> EXERCISE TASK:
Please reproduce the stretch of the material below from the line containing "Would you mind marking the straw" through the end of the material, both ends included, with the requests kept as they are. Multiply every point coordinate by 0.35 and round each result to a whole number, with halves rounded up.

[Stored records]
☆ ☆ ☆ ☆

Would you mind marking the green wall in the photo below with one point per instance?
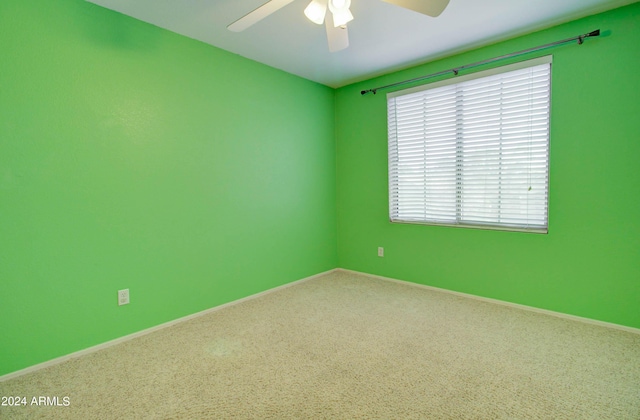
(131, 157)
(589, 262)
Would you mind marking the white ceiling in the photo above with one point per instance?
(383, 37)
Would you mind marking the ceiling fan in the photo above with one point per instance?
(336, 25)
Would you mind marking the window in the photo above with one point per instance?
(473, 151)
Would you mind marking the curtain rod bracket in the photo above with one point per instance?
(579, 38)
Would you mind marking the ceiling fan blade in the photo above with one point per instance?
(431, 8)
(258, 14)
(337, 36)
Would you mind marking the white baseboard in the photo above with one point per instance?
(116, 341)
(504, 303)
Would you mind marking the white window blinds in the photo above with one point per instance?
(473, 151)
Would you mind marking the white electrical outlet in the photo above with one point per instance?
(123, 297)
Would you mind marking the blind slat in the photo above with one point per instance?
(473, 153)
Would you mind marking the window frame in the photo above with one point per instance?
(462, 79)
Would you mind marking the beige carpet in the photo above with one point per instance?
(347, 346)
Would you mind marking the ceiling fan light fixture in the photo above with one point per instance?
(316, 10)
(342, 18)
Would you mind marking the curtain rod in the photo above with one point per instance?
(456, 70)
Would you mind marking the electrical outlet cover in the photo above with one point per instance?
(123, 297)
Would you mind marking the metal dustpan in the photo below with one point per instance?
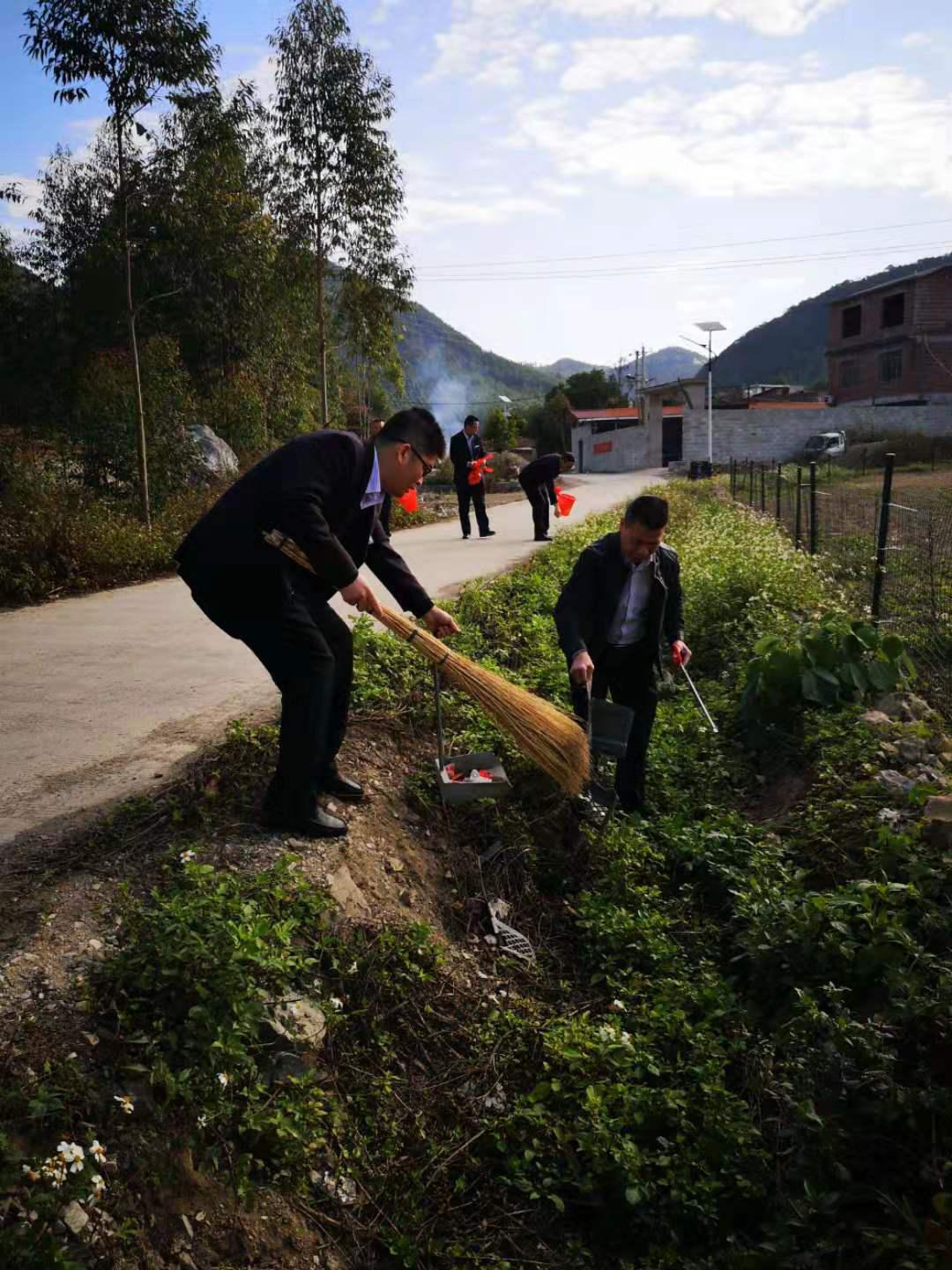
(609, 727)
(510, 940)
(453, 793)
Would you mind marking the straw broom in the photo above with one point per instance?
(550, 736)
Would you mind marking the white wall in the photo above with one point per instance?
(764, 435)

☆ ☆ ☆ ☆

> RESULT:
Would you mind marking the straw broom in the photo above with one point per instance?
(193, 258)
Would you mind marking the white wall in the photo above with one point per instance?
(267, 152)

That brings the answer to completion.